- **WORK TASK**
Within the records that follow, find every line containing the string "Query". Copy those lines.
======== EXCERPTED RECORDS
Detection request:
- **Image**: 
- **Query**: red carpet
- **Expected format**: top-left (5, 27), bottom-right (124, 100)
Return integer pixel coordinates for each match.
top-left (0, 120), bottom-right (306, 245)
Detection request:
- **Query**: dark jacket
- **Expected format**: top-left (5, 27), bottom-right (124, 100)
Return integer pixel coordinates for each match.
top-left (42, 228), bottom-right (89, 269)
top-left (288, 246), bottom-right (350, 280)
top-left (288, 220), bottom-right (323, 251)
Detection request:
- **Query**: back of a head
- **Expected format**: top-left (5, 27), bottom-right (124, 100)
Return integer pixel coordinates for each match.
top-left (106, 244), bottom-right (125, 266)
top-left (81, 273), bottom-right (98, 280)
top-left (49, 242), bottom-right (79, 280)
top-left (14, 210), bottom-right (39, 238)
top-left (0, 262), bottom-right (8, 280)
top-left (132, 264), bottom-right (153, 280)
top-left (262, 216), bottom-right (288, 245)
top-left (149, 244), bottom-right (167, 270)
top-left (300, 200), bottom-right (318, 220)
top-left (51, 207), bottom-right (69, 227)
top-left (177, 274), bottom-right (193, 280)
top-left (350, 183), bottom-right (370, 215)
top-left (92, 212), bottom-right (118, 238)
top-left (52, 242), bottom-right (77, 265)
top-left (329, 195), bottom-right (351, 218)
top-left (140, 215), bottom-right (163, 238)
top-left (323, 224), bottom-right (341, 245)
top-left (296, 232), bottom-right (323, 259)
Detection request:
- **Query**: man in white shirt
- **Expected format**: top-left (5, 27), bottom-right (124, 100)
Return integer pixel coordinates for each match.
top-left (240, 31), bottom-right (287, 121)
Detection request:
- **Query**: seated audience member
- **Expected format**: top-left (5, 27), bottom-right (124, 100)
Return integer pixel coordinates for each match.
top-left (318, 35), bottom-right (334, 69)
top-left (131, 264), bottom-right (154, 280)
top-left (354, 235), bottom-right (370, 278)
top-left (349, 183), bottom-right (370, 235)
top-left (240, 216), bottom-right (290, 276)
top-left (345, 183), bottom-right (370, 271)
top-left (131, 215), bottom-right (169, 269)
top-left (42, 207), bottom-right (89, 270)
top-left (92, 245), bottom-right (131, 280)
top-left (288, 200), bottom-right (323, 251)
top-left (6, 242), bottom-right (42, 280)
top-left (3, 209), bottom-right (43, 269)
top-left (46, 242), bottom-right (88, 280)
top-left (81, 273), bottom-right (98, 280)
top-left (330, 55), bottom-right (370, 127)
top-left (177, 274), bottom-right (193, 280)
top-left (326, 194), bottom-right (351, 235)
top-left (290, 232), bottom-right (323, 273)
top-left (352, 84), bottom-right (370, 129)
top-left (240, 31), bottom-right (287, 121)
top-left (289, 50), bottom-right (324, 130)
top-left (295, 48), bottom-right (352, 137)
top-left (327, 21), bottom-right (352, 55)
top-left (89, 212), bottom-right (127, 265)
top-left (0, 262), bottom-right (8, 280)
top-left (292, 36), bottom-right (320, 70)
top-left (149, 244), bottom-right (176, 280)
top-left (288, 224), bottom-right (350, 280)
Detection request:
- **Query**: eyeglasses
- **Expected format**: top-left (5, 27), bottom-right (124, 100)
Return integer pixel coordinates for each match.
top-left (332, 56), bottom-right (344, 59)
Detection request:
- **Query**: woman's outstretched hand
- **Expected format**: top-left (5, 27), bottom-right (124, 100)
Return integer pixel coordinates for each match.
================
- **RESULT OF THIS TASK**
- **Query**: red carpet
- **Query**: dark jacket
- **Query**: back of a head
- **Query**: man in white shirt
- **Query**: seated audience member
- **Query**: eyeglasses
- **Query**: woman's outstretched hand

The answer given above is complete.